§ Problem to work on: Extract each line of the records below that contains the word "yellow".

=== Begin Enclosure ===

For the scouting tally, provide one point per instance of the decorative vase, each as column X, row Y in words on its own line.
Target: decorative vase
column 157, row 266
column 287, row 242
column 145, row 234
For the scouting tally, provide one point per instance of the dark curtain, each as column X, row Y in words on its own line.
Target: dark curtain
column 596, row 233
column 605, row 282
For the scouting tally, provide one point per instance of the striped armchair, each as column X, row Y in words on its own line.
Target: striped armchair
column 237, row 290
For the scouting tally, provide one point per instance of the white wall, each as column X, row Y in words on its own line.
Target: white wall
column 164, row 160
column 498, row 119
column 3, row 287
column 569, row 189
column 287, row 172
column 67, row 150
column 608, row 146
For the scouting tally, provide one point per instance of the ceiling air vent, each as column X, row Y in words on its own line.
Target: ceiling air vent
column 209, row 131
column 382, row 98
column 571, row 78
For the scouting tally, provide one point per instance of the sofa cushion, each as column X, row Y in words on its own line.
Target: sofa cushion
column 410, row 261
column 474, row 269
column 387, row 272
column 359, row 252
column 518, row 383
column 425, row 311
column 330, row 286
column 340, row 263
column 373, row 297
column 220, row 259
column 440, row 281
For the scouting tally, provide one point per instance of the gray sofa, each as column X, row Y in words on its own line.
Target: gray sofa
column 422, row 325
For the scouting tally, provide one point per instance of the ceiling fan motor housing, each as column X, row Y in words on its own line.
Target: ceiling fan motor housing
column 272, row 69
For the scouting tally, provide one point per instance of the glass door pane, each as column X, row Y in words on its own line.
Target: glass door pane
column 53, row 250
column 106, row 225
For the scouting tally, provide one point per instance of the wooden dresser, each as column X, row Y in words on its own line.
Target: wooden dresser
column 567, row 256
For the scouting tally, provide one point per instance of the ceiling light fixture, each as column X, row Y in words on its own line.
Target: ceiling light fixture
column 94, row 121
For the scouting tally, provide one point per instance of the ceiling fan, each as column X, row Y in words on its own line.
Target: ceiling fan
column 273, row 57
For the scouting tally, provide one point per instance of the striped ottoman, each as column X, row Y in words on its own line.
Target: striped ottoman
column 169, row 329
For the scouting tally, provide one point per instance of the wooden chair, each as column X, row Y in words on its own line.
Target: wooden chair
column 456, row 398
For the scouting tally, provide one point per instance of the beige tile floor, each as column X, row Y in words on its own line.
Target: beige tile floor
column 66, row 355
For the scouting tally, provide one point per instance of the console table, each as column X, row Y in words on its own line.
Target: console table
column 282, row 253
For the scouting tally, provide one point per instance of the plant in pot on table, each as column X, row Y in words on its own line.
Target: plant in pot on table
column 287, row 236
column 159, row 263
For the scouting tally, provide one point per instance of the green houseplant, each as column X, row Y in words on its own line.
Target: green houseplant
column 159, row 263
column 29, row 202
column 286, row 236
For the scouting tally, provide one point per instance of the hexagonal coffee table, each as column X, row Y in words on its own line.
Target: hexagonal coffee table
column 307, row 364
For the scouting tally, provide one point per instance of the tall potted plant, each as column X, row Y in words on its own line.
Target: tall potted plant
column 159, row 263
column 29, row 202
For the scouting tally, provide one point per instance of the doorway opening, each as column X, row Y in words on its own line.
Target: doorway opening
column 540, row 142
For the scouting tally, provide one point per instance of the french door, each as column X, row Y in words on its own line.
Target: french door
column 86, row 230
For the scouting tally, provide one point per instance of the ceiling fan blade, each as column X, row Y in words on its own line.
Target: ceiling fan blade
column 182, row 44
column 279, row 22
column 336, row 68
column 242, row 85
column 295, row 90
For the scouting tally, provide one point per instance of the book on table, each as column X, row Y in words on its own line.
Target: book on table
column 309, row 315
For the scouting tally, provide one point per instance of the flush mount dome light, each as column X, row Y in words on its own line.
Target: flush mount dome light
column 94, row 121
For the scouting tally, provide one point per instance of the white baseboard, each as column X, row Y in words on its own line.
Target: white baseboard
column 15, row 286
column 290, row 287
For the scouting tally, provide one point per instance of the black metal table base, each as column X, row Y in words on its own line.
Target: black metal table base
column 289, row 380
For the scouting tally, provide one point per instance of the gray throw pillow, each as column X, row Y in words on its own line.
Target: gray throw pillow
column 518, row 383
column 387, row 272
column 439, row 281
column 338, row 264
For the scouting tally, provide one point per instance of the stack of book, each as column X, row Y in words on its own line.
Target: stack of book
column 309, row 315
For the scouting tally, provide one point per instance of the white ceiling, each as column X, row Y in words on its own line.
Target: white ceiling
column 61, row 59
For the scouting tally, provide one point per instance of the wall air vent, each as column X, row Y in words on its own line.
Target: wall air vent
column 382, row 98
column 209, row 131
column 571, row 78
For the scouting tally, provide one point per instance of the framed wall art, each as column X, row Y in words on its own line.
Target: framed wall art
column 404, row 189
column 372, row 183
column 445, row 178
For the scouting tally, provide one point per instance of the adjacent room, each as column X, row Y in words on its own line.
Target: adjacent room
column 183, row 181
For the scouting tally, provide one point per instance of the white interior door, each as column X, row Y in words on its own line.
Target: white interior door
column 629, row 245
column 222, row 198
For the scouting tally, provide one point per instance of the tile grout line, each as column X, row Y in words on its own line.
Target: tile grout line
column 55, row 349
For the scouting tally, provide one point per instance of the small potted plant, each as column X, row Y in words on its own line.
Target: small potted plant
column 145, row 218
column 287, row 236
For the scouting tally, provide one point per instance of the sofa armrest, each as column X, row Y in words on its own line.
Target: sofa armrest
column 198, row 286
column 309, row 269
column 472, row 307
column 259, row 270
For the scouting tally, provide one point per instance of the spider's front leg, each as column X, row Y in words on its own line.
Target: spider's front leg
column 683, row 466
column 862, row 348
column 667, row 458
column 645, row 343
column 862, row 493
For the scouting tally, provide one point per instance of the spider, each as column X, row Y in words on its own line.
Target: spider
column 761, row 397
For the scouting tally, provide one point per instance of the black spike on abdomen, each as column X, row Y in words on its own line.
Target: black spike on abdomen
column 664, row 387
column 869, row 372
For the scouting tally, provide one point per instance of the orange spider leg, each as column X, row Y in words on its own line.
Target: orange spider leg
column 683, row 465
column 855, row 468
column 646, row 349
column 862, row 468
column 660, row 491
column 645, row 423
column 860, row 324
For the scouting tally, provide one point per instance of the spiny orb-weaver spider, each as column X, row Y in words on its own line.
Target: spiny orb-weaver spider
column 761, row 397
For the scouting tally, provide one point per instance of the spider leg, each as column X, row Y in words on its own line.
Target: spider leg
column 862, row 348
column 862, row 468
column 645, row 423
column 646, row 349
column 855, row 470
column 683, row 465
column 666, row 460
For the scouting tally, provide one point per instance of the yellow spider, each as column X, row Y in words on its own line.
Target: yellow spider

=== End Enclosure ===

§ Problem solution:
For the scouting tally, provide one point per instance of the yellow spider, each as column X, row Y in words on its own line.
Target: yellow spider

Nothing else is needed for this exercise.